Document passage>
%%

The creative journey requires courage—the courage to believe and remain consistent and committed in the face of personal, professional and marketplace losses and disruptions that sometimes leave a lasting influence against an artist’s faith. In a bid for self-preservation, sometimes artists and creatives can find themselves living out a lower-case courage that runs counterintuitive to their calling and creative purpose—a courage that ultimately limits their potential. In the aftermath of professional and personal injuries, how do artists and creatives capitalize their courage to believe and create against present and previous circumstances that confirm their fears of continued loss or failure?

The key to cultivating and accessing courage in caps is in redefining the goal of the creative journey and coming into the understanding that the creative journey is not a formulaic path of perfection, but is an arc of disciplines and experiences that work to serve artistic growth and progress—this is particularly evident in the role of creativity as a conduit to change and evolution. This capitalized courage is marked by the ability to embrace and accept all outcomes of creative pursuits, while also embracing the personal strengths and weaknesses that ultimately work together to springboard artists towards self-actualization and realize the underlying purpose of their gifts. The courage to believe and take action involves the gathering of all positive and negative experiences to move forward towards the unknown. Positive experiences serve to embolden faith. Negative experiences serve as an opportunity to inform and mature an artist’s craft, character, business acumen and professional platform. The exclusion of either in a bid to move forward will yield partial results or a repeat of prior injuries.

For artists and creatives, failures and losses are crucial toward building creative power. As the author of creativity, the Creator provides a grace that works to sustain against loss, while cultivating the faith and courage for artists to take the steps embedded in uncertainty that lead toward advanced creativity through creative innovation and exploration. This grace against negative circumstances and loss is paralleled in the following excerpt taken from the Apostle Paul’s address to the Church of Corinth, where he recounted his struggle with a chronic physical condition, which worked to realize the Creator’s creative power in his life and force his reliance on his relationship with Christ:

“Three times I prayed to the Lord about this and asked him to take it away. But his answer was: ‘My grace is all you need, for my power is greatest when you are weak.’ I am most happy, then, to be proud of my weaknesses, in order to feel the protection of Christ’s power over me. I am content with weaknesses, insults, hardships, persecutions, and difficulties for Christ’s sake. For when I am weak, then I am strong.”

This level of courage, sourced through faith, carries a common denominator in love. This love—as expressed through Christ, as the creative word of God, through which the heavens and earth were created—works to strengthen and underscore the self-love, self-acceptance and confidence needed to override and eclipse fear. When artists and creatives stand in courage to face the challenges of their present and past, the fourth wall of the Creator’s insight and intellect can be accessed to illuminate the path of uncertainty ahead. This is evidenced in the following love covenant made by Christ to his disciples—and by extension all those, including creatives, working in love:

“For where two or three come together in my name, I am there with them.”

For artists and creatives, courage, rooted in faith and love, provides the opportunity to realize the value of past and present circumstances, positive and negative, towards their personal and professional growth and development.

%%

Given information>
%%

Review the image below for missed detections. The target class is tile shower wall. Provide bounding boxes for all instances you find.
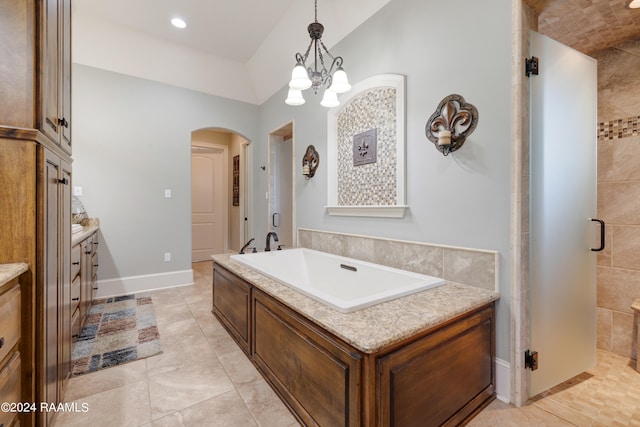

%%

Exercise directions> In the passage on creative courage, list everything the quoted words from Paul say he is content with.

Output for this task> weaknesses, insults, hardships, persecutions, difficulties